◆ **Written exercise 1**
Answer these about the travel piece on the Nevada National Security Site:
(a) How many atomic bombs were tested above ground there before the 1992 moratorium?
(b) What pageant did Las Vegas hold in connection with the bombs?
(c) Who runs the official tour of the site, and how often?
◆ **Written exercise 2**
Can you sum up the travel piece on the Nevada National Security Site in two sentences?
◆ **Written exercise 3**
Which numbers written in digits appear in the travel piece on the Nevada National Security Site? List every one with what it refers to.

It’s never been cooler to be a geek and these destination ideas below are definitely not your average travel experiences – think bygone civilisations, international intrigue and unimaginable futures. Here’s 5 great destinations around the world for geeks.
Relive the Cold War at the Nevada National Security Site, USA
Back in the 1950s, Las Vegas wasn’t just known as ‘Sin City’ – it was also the ‘Atomic City’. About 100km away, in an area covering 3500 square kilometres of desert and mountainous terrain, 100 atomic bombs were tested above ground until the 1992 moratorium. To this day, the testing site remains pockmarked with craters.
Equally surreal is how the city’s casinos threw dawn parties to celebrate these explosions. You’d be trying your luck at the gambling tables and then a big flash would be seen in the distance followed by a mushroom cloud. Despite its dangers, the bombs were a popular drawcard and the city even had a Miss Atomic Bomb pageant – which, yes, inspired The Killers’ song of the same name (the band’s from Las Vegas, too).
Visit the Nevada National Security Site on an official tour, which is run by the US Department of Energy’s Nevada Field Office once a month. It fills up well in advance, so book ahead. You might also want to brush up on your knowledge at the National Atomic Testing Museum in Las Vegas before heading out.

◆ **Supplied material**
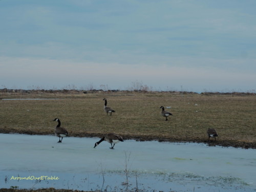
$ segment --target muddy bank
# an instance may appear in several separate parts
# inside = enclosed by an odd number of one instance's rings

◆ **Task response 1**
(a) 100 atomic bombs.
(b) The Miss Atomic Bomb pageant.
(c) The US Department of Energy's Nevada Field Office runs it once a month.

◆ **Task response 2**
In the 1950s, Las Vegas was also known as the "Atomic City," since 100 atomic bombs were tested above ground at a desert site about 100km away until 1992, and casinos threw dawn parties to celebrate the explosions. Visitors can now see the crater-pocked site on a monthly official tour that should be booked well in advance, and they may want to visit the National Atomic Testing Museum in Las Vegas first.

◆ **Task response 3**
- 5: the number of destinations for geeks
- 1950s: the decade when Las Vegas was also called the "Atomic City"
- 100km: the distance from Las Vegas to the testing area
- 3500 square kilometres: the size of the testing area
- 100: the number of atomic bombs tested above ground
- 1992: the year of the moratorium